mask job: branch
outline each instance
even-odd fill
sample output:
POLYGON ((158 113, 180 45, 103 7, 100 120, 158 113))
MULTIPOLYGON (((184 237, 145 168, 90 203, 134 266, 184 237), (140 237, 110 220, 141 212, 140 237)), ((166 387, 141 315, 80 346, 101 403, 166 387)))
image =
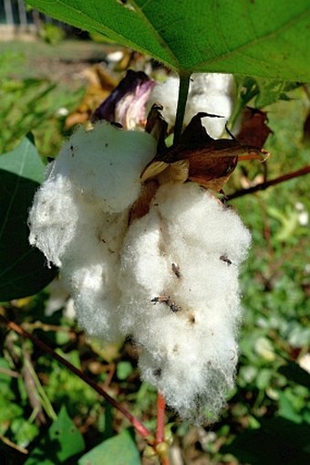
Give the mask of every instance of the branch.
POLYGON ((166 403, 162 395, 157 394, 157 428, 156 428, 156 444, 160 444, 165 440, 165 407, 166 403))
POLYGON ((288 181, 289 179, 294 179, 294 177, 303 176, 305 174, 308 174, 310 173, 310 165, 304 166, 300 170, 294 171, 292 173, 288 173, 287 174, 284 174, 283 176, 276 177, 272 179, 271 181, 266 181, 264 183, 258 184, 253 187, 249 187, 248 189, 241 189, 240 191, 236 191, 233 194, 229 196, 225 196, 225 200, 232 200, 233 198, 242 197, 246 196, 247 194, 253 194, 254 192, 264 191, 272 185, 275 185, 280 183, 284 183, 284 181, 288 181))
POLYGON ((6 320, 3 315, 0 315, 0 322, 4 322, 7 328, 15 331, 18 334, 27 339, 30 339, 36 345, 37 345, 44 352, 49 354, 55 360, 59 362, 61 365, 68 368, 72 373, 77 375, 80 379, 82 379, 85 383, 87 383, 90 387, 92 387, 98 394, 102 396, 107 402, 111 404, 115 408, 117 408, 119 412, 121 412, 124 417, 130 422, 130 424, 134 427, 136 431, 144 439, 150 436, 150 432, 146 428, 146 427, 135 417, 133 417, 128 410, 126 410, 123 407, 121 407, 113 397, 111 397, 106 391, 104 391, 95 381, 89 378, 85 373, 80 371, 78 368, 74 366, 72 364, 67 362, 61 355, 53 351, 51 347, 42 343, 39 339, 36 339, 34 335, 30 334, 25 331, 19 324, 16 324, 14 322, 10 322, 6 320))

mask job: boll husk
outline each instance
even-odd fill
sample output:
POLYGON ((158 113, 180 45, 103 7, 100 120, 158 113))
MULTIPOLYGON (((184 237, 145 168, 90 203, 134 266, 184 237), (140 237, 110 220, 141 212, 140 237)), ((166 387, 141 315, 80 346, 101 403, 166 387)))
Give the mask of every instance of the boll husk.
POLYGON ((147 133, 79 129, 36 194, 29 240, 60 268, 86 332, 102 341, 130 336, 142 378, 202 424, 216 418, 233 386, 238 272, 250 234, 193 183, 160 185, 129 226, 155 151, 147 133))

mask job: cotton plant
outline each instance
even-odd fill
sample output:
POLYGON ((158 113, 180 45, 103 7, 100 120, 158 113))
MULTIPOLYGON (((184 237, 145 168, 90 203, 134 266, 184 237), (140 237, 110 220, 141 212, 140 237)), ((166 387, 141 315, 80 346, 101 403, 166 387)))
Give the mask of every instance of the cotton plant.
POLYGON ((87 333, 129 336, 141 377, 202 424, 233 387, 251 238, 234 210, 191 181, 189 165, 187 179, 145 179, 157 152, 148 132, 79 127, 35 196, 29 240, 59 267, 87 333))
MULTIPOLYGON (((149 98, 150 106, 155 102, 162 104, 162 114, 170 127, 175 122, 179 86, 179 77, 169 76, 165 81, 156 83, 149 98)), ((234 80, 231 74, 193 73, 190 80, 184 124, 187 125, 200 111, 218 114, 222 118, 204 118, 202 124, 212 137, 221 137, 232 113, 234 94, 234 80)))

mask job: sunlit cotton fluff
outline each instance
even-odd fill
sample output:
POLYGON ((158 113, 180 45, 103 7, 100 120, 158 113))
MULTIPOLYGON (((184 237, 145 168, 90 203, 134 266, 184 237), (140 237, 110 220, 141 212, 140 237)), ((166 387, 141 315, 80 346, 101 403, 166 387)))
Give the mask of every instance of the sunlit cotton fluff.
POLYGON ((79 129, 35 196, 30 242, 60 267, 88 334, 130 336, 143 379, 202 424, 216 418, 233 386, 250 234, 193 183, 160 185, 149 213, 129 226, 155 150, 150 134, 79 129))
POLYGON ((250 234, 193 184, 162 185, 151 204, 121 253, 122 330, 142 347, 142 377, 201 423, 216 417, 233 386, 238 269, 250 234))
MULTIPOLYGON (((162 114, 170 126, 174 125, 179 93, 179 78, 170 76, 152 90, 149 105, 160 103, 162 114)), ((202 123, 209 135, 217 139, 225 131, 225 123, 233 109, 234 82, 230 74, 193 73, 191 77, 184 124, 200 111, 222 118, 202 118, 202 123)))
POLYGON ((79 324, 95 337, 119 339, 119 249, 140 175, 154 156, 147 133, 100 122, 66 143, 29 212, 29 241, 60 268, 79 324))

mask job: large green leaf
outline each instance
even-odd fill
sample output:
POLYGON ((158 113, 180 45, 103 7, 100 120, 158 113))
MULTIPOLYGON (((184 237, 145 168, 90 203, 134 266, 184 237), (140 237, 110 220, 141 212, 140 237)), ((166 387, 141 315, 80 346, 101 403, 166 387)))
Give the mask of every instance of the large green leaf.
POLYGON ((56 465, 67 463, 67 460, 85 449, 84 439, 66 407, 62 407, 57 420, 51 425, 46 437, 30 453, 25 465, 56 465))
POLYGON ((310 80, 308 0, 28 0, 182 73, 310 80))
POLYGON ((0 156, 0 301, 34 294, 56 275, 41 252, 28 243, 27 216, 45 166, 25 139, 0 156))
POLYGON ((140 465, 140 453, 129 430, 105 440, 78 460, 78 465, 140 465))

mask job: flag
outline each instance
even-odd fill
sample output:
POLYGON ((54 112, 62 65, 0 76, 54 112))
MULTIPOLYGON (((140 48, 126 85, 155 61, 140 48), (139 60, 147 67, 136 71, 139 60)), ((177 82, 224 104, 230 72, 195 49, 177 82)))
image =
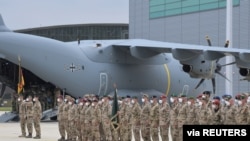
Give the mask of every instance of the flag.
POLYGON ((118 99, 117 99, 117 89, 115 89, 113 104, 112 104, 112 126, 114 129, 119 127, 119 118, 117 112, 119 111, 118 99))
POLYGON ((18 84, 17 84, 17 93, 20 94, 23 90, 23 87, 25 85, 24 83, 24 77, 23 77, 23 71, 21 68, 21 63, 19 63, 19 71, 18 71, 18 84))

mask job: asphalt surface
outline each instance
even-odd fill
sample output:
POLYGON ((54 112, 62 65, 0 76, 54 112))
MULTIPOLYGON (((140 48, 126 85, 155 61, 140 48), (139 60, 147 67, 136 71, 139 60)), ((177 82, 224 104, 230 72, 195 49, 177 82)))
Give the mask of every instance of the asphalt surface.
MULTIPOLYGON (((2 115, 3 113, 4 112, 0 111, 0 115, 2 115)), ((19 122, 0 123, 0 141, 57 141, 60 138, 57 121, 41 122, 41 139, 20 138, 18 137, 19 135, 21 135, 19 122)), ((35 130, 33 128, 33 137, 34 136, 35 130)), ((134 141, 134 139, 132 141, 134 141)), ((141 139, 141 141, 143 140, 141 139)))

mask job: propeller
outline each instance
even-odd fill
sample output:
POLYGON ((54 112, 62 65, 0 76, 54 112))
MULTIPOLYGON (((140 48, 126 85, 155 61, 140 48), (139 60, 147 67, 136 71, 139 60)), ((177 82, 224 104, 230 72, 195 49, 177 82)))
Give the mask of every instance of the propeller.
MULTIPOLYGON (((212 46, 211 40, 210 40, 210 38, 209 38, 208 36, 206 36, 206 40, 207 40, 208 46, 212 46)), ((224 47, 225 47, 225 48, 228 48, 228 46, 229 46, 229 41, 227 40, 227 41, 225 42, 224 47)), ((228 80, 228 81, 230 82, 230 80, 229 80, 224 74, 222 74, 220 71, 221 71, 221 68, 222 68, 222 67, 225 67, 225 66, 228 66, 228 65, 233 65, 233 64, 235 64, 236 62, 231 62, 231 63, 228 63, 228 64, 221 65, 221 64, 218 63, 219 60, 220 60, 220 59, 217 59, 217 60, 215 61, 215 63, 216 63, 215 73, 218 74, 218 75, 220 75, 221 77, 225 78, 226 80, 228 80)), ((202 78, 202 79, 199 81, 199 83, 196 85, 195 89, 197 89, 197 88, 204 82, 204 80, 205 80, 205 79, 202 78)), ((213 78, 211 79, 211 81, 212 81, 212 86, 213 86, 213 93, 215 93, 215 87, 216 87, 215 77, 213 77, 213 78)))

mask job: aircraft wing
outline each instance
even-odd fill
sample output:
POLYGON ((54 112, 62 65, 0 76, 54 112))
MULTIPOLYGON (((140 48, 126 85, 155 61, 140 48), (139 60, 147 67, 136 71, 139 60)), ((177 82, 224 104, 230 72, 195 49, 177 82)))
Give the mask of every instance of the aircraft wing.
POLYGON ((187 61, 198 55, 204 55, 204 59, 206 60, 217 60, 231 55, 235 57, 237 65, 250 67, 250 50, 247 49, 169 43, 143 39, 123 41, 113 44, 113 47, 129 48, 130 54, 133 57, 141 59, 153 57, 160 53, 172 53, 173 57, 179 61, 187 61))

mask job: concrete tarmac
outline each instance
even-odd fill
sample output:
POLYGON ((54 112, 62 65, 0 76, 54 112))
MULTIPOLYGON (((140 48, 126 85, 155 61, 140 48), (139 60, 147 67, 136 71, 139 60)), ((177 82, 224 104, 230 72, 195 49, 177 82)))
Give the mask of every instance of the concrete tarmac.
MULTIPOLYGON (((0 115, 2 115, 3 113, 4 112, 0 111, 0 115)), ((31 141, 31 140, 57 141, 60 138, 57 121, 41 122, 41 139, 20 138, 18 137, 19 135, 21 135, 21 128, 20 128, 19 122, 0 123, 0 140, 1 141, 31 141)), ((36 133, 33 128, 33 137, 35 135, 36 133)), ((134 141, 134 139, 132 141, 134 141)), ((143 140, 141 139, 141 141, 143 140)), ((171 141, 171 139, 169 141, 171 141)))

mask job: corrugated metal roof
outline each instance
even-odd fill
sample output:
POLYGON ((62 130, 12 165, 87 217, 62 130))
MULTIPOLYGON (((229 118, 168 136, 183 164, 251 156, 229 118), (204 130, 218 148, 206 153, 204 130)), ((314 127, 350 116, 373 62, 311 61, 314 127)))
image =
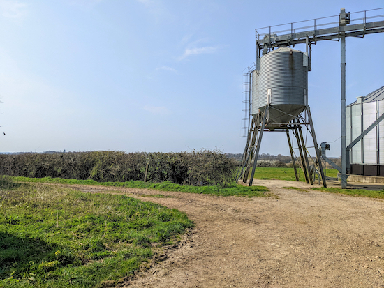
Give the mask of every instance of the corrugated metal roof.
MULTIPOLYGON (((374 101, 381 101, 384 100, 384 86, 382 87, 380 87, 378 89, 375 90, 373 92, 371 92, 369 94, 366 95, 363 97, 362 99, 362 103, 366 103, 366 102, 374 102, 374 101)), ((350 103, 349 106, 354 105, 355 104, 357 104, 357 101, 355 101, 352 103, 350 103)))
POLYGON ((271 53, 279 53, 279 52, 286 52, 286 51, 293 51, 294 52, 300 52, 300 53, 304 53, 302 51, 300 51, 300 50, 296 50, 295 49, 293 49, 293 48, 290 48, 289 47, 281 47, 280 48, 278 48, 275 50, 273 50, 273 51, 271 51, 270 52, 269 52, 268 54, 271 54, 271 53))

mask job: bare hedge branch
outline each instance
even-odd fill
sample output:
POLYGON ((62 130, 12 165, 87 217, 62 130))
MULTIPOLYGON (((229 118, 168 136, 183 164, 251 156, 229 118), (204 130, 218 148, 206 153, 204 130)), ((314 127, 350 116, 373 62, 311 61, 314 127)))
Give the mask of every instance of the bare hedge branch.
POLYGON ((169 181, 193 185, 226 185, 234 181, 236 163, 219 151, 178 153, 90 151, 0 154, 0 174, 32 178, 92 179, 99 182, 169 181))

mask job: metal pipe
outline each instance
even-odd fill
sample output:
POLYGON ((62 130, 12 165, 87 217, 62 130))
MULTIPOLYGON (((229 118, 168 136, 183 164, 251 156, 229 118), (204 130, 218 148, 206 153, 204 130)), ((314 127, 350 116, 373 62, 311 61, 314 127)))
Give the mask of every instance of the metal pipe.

**Task statement:** Update the rows from the line with "mask job: boll husk" up to and including the line with "MULTIPOLYGON (((149 98, 150" so that "even-odd fill" becomes "nonzero fill", keeping everything else the same, and return only those lines.

**Written response:**
mask job: boll husk
outline each instance
nonzero fill
sample output:
POLYGON ((158 113, 180 45, 103 7, 100 120, 158 113))
MULTIPOLYGON (((184 237, 145 168, 90 203, 134 266, 184 237), (140 237, 110 220, 141 212, 140 237)), ((166 387, 141 315, 80 346, 101 403, 166 387)))
Give the mask of every instance of the boll husk.
POLYGON ((147 133, 79 129, 36 194, 29 240, 60 268, 86 332, 102 341, 130 336, 142 378, 202 424, 216 418, 233 386, 238 272, 250 234, 193 183, 160 185, 129 226, 155 151, 147 133))

mask job: cotton plant
outline each instance
nonzero fill
sample output:
POLYGON ((158 113, 180 45, 103 7, 100 120, 158 113))
MULTIPOLYGON (((184 237, 145 168, 90 203, 134 266, 184 237), (140 237, 110 220, 141 212, 140 237)), ((166 387, 141 315, 80 346, 101 403, 166 387)))
Give the mask of every instance of the cotton plant.
POLYGON ((87 333, 129 336, 141 377, 202 424, 233 387, 251 238, 234 210, 191 181, 189 165, 187 179, 145 179, 157 152, 148 132, 79 127, 35 196, 29 240, 59 267, 87 333))
MULTIPOLYGON (((149 98, 150 106, 155 102, 162 104, 162 114, 170 127, 175 122, 179 86, 179 77, 169 76, 165 81, 156 83, 149 98)), ((234 80, 231 74, 193 73, 190 80, 184 124, 187 125, 200 111, 218 114, 222 118, 204 118, 202 124, 212 137, 221 137, 232 113, 234 94, 234 80)))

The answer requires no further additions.